* I TUOI COMPITI *
#1 Rispondi a queste domande sul brano su Guantanamo:
(a) In quale città si svolge il Festival internazionale di giornalismo?
(b) Su quale giornale è ospitato l'articolo di opinione del recluso?
(c) Da quanti anni il recluso è in attesa di processo?
#2 Scrivi il seguito del brano su Guantanamo, riprendendo subito dopo l'ultima frase.

======== ESTRATTO SCELTO

In questi giorni in cui si svolge a Perugia il Festival internazionale di giornalismo dove la stella è Yoani Sanchez, la blogger cubana che, come hanno mostrato i documenti di Wikileaks, lavora esplicitamente per il Dipartimento di Stato americano e per le agenzie della Cia, un recluso in attesa di processo da dieci anni, con un magistrale articolo di opinione ospitato sul New York Times, denuncia la perdurante violazione dei diritti umani nella base di Guantanamo da parte dell’Amministrazione nordamericana. Una violazione alla quale il Presidente Obama aveva promesso, nel suo precedente mandato, di porre fine, senza essere riuscito però a mantenere la parola.

================
======== VOCI FORNITE

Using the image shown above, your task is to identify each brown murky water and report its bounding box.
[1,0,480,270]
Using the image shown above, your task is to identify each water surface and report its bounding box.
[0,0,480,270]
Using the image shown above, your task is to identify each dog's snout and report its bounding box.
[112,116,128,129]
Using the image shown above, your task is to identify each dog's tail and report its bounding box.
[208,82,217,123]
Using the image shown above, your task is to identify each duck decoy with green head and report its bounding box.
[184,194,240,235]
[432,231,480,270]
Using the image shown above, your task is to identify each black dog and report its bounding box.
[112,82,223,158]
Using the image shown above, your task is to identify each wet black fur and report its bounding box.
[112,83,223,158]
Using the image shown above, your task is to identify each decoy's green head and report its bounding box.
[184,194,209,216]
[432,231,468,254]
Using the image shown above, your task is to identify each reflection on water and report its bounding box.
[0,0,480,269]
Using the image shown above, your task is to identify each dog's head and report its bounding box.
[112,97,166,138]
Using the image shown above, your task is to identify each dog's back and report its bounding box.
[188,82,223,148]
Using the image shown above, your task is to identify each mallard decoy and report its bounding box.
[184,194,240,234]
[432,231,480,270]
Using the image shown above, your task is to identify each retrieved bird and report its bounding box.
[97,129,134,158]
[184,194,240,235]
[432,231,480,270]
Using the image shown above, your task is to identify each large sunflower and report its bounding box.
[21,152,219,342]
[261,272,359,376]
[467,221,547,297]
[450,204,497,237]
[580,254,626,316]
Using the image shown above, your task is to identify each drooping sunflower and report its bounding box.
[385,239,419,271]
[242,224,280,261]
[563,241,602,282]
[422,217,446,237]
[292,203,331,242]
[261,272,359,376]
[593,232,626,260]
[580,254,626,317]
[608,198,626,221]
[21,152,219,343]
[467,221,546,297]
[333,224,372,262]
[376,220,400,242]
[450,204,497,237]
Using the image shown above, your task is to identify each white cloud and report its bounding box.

================

* RISPOSTE AI COMPITI *
#1
(a) A Perugia.
(b) Sul New York Times.
(c) Da dieci anni.

#2
Anzi, È di questo inizio d’anno un
documentato e preciso comunicato stampa
di Amnesty International che chiede al
presidente Obama di rimediare ai
fallimenti sui diritti umani del suo
primo mandato e lo sollecita a
riprendere in considerazione la promessa
fatta nel 2009 di chiudere il centro di
detenzione e “di impegnarsi a rilasciare
i detenuti o a sottoporli a processi
equi”. Non ha avuto risposta. Eppure
Amnesty ricorda che oggi a Guantanamo vi
sono ancora 166 detenuti e che dal 2002
la prigione ne ha ospitati 779, la
maggior parte dei quali vi ha trascorso
diversi anni senza accusa né processo.
Per questo Rob Freer, ricercatore di
Amnesty International sugli Stati Uniti
ha scritto: “La pretesa del governo di
Washington di essere il paladino dei
diritti umani non è compatibile con
l’apertura del carcere di Guantanamo, le
commissioni militari, l’assenza di
assunzione di responsabilità e la
mancanza di rimedi per le violazioni dei
diritti umani commesse da funzionari
statunitensi, tra cui la tortura e le
sparizioni forzate che costituiscono
cri- mini di diritto internazionale”.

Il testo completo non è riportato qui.